*TEXT EXCERPT*
┏━━
"""
Detectors for identifying protected ranges in LaTeX content.

Protected ranges include verbatim environments, math environments, and comments
that should not be reformatted during sentence splitting.
"""

from __future__ import annotations

import re

from ..utils import Range


class VerbatimEnvironmentDetector:
    """Detects verbatim-like environments that should not be reformatted."""

    # Environments where content should be preserved as-is
    VERBATIM_ENVIRONMENTS = [
        "verbatim",
        "Verbatim",  # from fancyvrb
        "lstlisting",
        "minted",
        "algorithmic",
        "algorithm",
        "lstinputlisting",
    ]

    def find_all(self, content: str) -> list[Range]:
        """
        Find all verbatim-like environment ranges in the content.

        Args:
            content: The LaTeX content to search

        Returns:
            List of ranges that should be preserved as-is
        """
        ranges: list[Range] = []
        for env in self.VERBATIM_ENVIRONMENTS:
            # Match \begin{env}...\end{env}, including optional arguments
            pattern = (
                rf"\\begin\{{{env}\}}(?:\[.*?\])?(?:\{{.*?\}})?"
┗━━
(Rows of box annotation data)
┏━━
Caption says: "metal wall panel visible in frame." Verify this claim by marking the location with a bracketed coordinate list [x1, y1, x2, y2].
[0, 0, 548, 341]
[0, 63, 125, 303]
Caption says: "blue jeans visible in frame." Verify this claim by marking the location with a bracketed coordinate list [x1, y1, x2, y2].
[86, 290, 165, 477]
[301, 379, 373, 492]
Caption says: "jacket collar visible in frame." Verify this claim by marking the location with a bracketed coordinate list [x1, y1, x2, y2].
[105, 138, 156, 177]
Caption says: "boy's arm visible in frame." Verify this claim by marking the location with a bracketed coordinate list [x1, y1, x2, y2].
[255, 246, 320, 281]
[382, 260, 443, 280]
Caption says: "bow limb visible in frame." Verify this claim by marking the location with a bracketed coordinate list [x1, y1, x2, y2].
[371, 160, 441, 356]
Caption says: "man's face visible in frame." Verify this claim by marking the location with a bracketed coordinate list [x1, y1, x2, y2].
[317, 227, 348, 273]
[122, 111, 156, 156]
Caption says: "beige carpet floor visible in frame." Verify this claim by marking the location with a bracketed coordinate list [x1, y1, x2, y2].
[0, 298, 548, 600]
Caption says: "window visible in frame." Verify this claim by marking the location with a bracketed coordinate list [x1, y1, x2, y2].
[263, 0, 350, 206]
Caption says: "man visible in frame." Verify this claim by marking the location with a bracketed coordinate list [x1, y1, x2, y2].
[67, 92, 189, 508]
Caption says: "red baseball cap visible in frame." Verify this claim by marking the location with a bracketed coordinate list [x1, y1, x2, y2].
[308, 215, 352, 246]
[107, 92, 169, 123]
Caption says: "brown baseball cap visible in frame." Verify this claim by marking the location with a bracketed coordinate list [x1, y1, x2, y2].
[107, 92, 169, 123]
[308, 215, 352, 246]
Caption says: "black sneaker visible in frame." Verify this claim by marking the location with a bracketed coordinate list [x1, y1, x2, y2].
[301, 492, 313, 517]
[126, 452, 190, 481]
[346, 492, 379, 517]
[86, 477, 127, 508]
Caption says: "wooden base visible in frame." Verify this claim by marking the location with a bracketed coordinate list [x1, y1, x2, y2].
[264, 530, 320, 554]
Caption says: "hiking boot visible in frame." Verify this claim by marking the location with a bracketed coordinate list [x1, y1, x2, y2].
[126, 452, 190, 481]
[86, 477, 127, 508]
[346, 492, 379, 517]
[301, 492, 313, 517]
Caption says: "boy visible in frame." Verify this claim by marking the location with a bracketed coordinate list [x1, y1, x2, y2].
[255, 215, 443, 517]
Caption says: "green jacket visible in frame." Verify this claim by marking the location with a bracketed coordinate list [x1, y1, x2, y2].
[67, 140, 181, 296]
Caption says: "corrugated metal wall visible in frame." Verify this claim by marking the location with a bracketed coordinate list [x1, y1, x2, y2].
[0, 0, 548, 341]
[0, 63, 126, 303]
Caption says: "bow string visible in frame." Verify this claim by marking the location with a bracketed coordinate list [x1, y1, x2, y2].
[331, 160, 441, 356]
┗━━
*TASKS TO PERFORM*
1. Summarize the LaTeX detector code in two sentences.
2. Please print the rows from the line with "string visible in" up to and including the last line of the rows.

*THE RESULTS*
1. The code provides detectors that find protected ranges in LaTeX content, such as verbatim environments, math environments, and comments, which should not be reformatted during sentence splitting. Its VerbatimEnvironmentDetector class lists environments like verbatim, Verbatim, lstlisting, minted, algorithmic, algorithm, and lstinputlisting, and its find_all method returns a list of ranges in the content that should be preserved as-is.

2.
Caption says: "bow string visible in frame." Verify this claim by marking the location with a bracketed coordinate list [x1, y1, x2, y2].
[331, 160, 441, 356]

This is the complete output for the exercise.